• Problem to work on: Rewrite the rows in the part that opens with the line containing "[locate] the stone" and closes with the one containing "[locate] the blue", swapping "rocky cliff" for "rock face" and leaving everything else unchanged. Return only those lines.

──────── Recorded data

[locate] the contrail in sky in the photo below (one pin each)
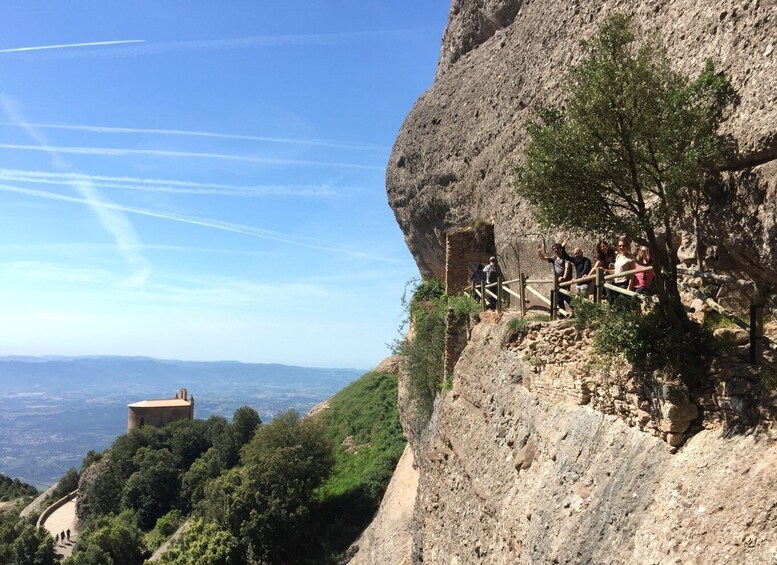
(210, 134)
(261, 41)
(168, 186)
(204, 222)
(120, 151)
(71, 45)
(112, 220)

────────────────
──────── Recorded data

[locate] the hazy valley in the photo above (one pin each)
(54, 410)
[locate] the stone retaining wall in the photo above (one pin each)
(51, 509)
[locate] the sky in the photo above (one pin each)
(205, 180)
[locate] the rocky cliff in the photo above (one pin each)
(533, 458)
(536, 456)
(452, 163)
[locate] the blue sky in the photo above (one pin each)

────────────────
──────── Recorded data

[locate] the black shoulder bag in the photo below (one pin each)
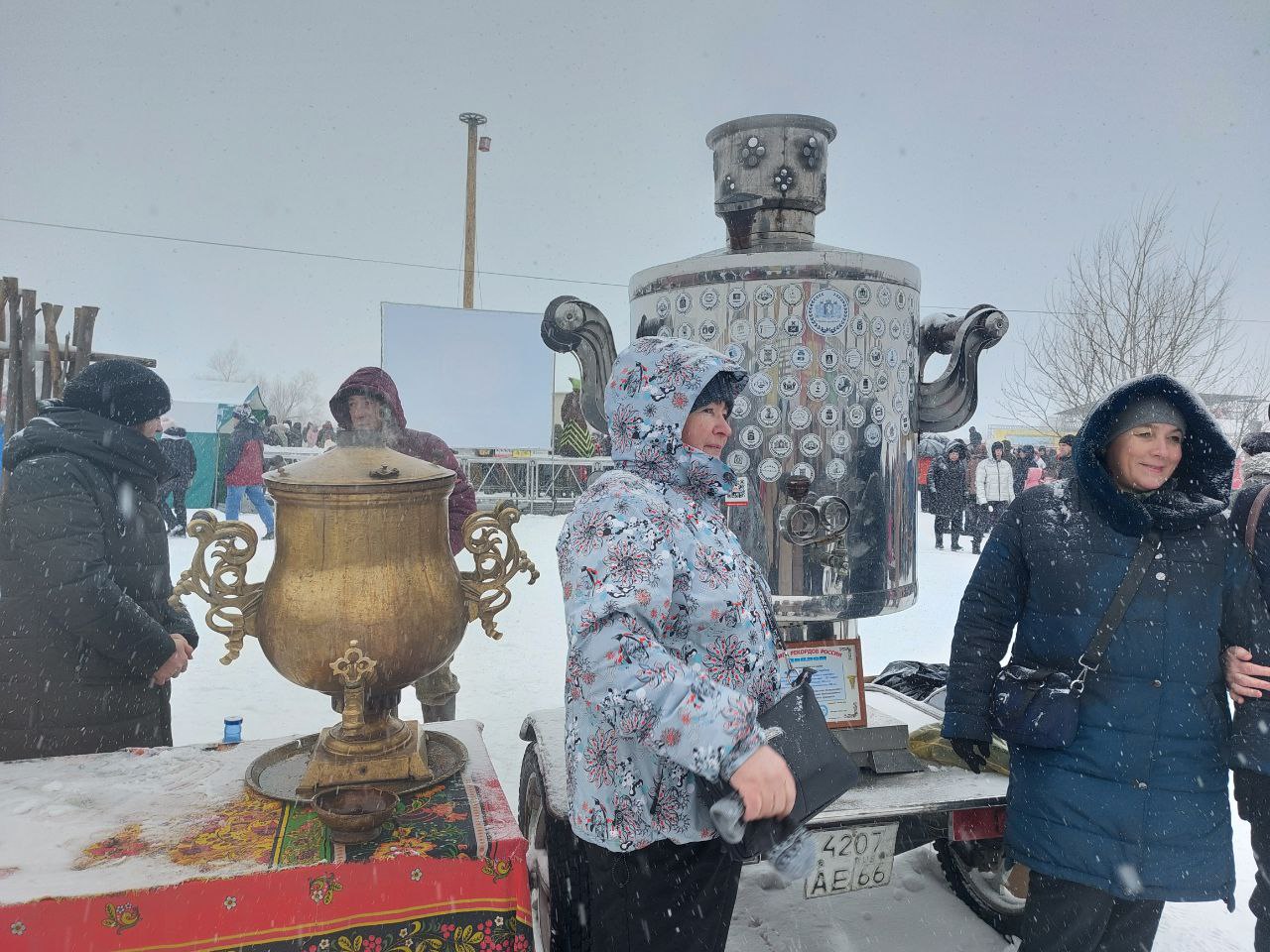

────────────────

• The output:
[locate] the stone retaining wall in the photo above (one pin each)
(51, 509)
[locate] the sky in the photo above (one pin each)
(205, 180)
[locate] the rock face in the photo above (one pin each)
(533, 458)
(536, 456)
(452, 163)
[locate] the blue sky in the photo above (one pin each)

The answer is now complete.